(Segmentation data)
◆ ◆ ◆ ◆

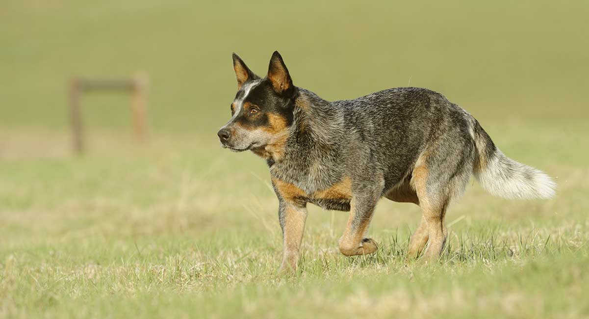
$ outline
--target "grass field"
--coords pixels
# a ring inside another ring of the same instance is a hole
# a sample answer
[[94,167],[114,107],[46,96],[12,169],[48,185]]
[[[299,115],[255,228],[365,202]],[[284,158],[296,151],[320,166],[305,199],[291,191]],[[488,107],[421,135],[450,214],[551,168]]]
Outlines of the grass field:
[[[290,5],[106,0],[0,6],[0,318],[589,318],[586,1]],[[279,50],[329,100],[428,87],[508,156],[556,177],[550,200],[472,181],[440,263],[405,259],[419,208],[383,200],[373,256],[346,258],[347,213],[310,207],[284,277],[263,161],[221,149],[236,51],[263,75]],[[150,140],[128,98],[84,97],[70,150],[70,77],[150,79]]]

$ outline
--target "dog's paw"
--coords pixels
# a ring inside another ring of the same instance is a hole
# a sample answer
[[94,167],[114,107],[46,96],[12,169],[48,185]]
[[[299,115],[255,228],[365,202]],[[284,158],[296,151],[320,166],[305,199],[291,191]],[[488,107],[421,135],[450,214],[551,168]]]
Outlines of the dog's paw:
[[378,249],[378,244],[372,238],[364,238],[362,239],[362,246],[360,248],[362,252],[360,255],[369,255],[373,254]]

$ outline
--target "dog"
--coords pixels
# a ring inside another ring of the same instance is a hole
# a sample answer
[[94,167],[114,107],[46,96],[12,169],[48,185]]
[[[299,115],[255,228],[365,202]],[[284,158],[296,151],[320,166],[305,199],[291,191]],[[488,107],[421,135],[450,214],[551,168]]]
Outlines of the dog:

◆ ◆ ◆ ◆

Retype every one of the records above line for line, with no changes, and leave the pictures out.

FULL RESPONSE –
$ outline
--target "grass field"
--coords pixels
# a ring inside another ring of the same instance is a hole
# a sample answer
[[94,167],[114,107],[46,96],[12,169],[48,185]]
[[[299,115],[255,228],[365,202]],[[284,158],[296,151],[320,166],[305,199],[291,191]],[[488,107],[421,135],[450,214],[551,168]]]
Outlines of the grass field:
[[[290,5],[106,0],[0,6],[0,318],[589,318],[586,1]],[[279,50],[329,100],[428,87],[508,156],[556,177],[550,200],[472,181],[440,263],[405,259],[419,208],[383,200],[373,256],[346,258],[347,213],[310,207],[284,277],[263,161],[221,149],[236,51],[263,75]],[[150,140],[128,98],[84,97],[70,150],[70,77],[150,79]]]

$ outline
--target "dog's paw"
--coords pixels
# a ring inside another ring of the same instance is a hole
# a sample answer
[[94,167],[114,107],[46,96],[12,169],[48,185]]
[[[299,115],[255,228],[365,202]],[[284,158],[296,151],[320,166],[305,199],[291,191]],[[488,107],[421,135],[450,214],[551,168]]]
Outlines of the dog's paw:
[[378,249],[378,244],[372,238],[364,238],[362,239],[362,246],[360,248],[362,252],[360,255],[369,255],[373,254]]

$ outline
--target "dog"
--coords pixels
# a ring inside another ring of the same instance is a hole
# a sample answer
[[94,167],[114,107],[46,96],[12,169],[48,185]]
[[[299,115],[255,228],[365,202]],[[284,158],[296,151],[320,166],[305,199],[291,191]],[[488,107],[421,135],[450,214],[551,168]]]
Outlines of the dog:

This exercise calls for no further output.